*** Source records Section Begins ***

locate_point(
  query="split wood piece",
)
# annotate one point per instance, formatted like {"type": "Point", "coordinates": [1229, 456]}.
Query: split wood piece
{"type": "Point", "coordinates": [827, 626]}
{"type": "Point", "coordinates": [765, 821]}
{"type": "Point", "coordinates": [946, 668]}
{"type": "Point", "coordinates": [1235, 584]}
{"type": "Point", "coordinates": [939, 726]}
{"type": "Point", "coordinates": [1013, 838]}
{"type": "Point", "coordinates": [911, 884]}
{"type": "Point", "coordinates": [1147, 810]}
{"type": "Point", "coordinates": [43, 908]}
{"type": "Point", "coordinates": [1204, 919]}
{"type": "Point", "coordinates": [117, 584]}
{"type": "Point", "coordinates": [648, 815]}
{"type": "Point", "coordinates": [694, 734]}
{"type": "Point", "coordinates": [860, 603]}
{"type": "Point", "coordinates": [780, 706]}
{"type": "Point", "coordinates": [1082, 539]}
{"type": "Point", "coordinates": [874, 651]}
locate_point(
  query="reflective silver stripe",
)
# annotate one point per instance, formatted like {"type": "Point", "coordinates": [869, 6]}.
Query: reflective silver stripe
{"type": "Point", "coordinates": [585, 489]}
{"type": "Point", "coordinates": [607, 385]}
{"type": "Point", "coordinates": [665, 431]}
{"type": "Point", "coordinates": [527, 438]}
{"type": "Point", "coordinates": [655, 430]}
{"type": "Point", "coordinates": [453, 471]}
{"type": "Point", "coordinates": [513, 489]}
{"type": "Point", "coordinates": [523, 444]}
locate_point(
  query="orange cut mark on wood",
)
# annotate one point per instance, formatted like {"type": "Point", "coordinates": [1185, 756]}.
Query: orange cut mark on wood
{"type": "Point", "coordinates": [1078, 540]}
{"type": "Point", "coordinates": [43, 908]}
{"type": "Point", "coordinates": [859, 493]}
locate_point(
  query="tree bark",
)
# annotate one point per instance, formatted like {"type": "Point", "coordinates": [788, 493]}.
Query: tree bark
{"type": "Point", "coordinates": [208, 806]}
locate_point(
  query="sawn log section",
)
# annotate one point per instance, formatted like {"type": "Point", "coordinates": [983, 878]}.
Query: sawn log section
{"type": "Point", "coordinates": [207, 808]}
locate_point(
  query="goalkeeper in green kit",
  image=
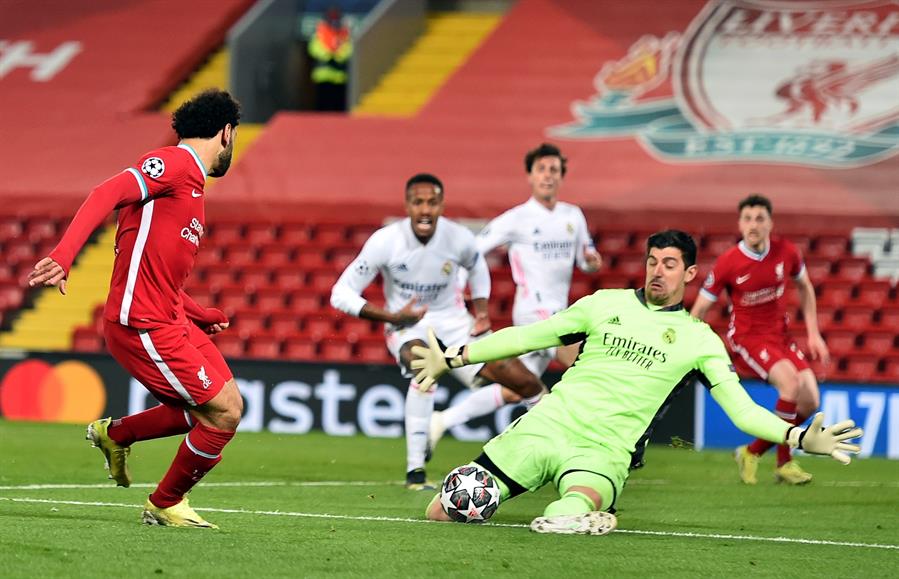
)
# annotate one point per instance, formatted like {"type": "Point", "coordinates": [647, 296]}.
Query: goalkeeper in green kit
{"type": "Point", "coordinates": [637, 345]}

*** Source records Section Ends ***

» **What to work on**:
Write out the listing above exactly, images omitted.

» **Response below**:
locate_point(
  query="split wood piece",
)
# annotate one point per instance, formatted like {"type": "Point", "coordinates": [1229, 456]}.
Query: split wood piece
{"type": "Point", "coordinates": [827, 626]}
{"type": "Point", "coordinates": [765, 821]}
{"type": "Point", "coordinates": [946, 668]}
{"type": "Point", "coordinates": [1235, 584]}
{"type": "Point", "coordinates": [939, 726]}
{"type": "Point", "coordinates": [1013, 838]}
{"type": "Point", "coordinates": [911, 884]}
{"type": "Point", "coordinates": [1147, 810]}
{"type": "Point", "coordinates": [43, 908]}
{"type": "Point", "coordinates": [1204, 919]}
{"type": "Point", "coordinates": [117, 584]}
{"type": "Point", "coordinates": [648, 815]}
{"type": "Point", "coordinates": [694, 734]}
{"type": "Point", "coordinates": [860, 603]}
{"type": "Point", "coordinates": [780, 706]}
{"type": "Point", "coordinates": [1082, 539]}
{"type": "Point", "coordinates": [874, 651]}
locate_point(
  query="reflective silver stripe",
)
# annotate one point per instance, formatted like {"type": "Point", "coordinates": [869, 6]}.
Query: reflective silver stripe
{"type": "Point", "coordinates": [585, 489]}
{"type": "Point", "coordinates": [607, 385]}
{"type": "Point", "coordinates": [665, 431]}
{"type": "Point", "coordinates": [527, 438]}
{"type": "Point", "coordinates": [655, 430]}
{"type": "Point", "coordinates": [453, 471]}
{"type": "Point", "coordinates": [513, 489]}
{"type": "Point", "coordinates": [523, 444]}
locate_point(
  query="orange cut mark on wood",
)
# annotate one point per instance, formatted like {"type": "Point", "coordinates": [1185, 756]}.
Query: orange cut mark on wood
{"type": "Point", "coordinates": [1078, 540]}
{"type": "Point", "coordinates": [43, 908]}
{"type": "Point", "coordinates": [859, 493]}
locate_point(
  query="tree bark",
)
# annotate one point per instance, formatted like {"type": "Point", "coordinates": [788, 493]}.
Query: tree bark
{"type": "Point", "coordinates": [208, 806]}
locate_point(
  query="sawn log section",
)
# annotate one point per instance, formatted like {"type": "Point", "coordinates": [983, 878]}.
Query: sawn log section
{"type": "Point", "coordinates": [207, 808]}
locate_point(
  query="goalkeeper in green kit",
  image=
)
# annotate one point per instance, formatted like {"type": "Point", "coordinates": [647, 296]}.
Query: goalkeeper in green kit
{"type": "Point", "coordinates": [637, 345]}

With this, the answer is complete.